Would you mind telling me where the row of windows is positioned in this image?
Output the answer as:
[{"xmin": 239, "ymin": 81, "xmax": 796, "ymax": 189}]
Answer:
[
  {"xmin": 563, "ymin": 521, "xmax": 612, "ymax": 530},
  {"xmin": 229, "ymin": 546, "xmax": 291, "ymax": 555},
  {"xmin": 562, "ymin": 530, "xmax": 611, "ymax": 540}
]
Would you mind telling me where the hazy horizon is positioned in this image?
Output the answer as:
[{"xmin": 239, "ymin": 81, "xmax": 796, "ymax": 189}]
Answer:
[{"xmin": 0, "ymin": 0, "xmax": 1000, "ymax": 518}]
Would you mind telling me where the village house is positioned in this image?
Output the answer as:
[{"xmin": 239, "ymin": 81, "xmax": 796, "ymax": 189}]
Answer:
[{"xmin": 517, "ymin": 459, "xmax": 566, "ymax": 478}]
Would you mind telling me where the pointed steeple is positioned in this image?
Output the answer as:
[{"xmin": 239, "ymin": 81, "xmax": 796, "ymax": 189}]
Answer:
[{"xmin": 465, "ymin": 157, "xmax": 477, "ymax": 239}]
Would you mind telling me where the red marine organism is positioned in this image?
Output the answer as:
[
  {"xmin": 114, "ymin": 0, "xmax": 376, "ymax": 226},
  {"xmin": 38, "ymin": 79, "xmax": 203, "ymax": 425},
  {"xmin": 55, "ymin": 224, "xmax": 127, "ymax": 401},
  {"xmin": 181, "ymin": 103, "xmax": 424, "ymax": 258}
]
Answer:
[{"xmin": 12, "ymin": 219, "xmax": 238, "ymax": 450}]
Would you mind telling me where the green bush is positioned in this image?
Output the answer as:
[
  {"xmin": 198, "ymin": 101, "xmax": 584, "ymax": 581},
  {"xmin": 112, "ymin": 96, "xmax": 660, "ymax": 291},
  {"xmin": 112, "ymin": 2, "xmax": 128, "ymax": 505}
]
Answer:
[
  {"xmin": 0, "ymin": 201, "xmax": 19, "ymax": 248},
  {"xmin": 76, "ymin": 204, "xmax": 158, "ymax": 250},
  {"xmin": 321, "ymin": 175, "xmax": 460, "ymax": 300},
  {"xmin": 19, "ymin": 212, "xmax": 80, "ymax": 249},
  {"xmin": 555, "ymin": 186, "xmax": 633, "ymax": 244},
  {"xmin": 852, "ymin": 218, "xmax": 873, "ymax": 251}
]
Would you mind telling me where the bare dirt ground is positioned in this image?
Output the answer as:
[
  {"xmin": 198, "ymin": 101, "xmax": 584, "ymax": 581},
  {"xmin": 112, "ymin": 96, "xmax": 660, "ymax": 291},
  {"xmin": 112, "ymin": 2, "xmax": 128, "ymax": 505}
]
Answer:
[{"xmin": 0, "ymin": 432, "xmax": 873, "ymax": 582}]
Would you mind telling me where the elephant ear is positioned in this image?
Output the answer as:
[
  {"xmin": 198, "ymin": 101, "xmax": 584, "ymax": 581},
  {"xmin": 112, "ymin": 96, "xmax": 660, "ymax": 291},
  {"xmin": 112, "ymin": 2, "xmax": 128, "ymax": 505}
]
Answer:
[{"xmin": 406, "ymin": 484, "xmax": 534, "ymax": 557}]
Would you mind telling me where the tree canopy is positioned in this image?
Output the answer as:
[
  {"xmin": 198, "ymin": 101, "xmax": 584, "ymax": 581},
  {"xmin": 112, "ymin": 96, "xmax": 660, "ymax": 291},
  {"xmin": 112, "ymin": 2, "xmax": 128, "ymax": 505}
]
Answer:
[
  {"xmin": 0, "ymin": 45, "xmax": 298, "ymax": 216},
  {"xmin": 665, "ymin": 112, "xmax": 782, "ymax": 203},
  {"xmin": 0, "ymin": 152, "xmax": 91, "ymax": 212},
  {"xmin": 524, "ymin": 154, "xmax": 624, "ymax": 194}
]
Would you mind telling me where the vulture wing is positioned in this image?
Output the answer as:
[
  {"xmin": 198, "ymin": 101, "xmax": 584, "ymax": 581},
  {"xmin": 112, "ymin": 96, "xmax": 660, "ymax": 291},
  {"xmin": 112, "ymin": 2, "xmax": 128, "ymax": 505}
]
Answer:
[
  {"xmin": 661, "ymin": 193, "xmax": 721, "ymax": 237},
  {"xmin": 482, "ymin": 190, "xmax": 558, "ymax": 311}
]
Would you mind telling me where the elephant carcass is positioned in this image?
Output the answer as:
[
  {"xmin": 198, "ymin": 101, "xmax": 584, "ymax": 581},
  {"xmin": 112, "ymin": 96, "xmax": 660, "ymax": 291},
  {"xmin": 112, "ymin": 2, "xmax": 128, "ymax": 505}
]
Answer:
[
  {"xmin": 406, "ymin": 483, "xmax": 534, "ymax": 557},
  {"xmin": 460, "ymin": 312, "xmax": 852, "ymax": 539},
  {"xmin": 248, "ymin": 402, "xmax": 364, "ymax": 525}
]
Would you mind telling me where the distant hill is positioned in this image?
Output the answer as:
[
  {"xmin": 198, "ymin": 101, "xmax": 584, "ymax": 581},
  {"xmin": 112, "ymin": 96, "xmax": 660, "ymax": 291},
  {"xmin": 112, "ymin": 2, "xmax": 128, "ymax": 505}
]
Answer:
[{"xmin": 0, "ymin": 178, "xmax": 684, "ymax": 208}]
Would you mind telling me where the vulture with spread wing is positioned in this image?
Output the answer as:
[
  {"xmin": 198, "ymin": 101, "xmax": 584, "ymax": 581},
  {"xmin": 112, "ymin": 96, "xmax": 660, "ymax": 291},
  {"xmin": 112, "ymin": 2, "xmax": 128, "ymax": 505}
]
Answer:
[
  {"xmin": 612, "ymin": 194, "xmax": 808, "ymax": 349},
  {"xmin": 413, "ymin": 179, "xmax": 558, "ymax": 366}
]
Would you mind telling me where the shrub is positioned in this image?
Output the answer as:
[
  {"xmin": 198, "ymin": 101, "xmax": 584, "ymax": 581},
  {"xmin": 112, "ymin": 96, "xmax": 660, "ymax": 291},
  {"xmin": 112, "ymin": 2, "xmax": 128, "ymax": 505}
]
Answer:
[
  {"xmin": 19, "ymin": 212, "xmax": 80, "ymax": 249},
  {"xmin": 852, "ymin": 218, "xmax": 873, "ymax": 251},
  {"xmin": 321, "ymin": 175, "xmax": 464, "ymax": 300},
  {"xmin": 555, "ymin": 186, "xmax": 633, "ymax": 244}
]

● Required task: Please revise the items from the line containing "Would you mind telling me where the shrub" through the last line of the items, replacing "shrub" with "hedge" and keeping everything else unchanged. Return only those lines.

● Result of the task:
Would you mind telling me where the hedge is positioned in this image?
Output the answer as:
[
  {"xmin": 198, "ymin": 101, "xmax": 584, "ymax": 581},
  {"xmin": 112, "ymin": 96, "xmax": 660, "ymax": 291},
  {"xmin": 112, "ymin": 2, "xmax": 128, "ymax": 505}
]
Answer:
[
  {"xmin": 19, "ymin": 212, "xmax": 80, "ymax": 249},
  {"xmin": 852, "ymin": 218, "xmax": 873, "ymax": 251},
  {"xmin": 321, "ymin": 175, "xmax": 464, "ymax": 300},
  {"xmin": 555, "ymin": 186, "xmax": 633, "ymax": 244}
]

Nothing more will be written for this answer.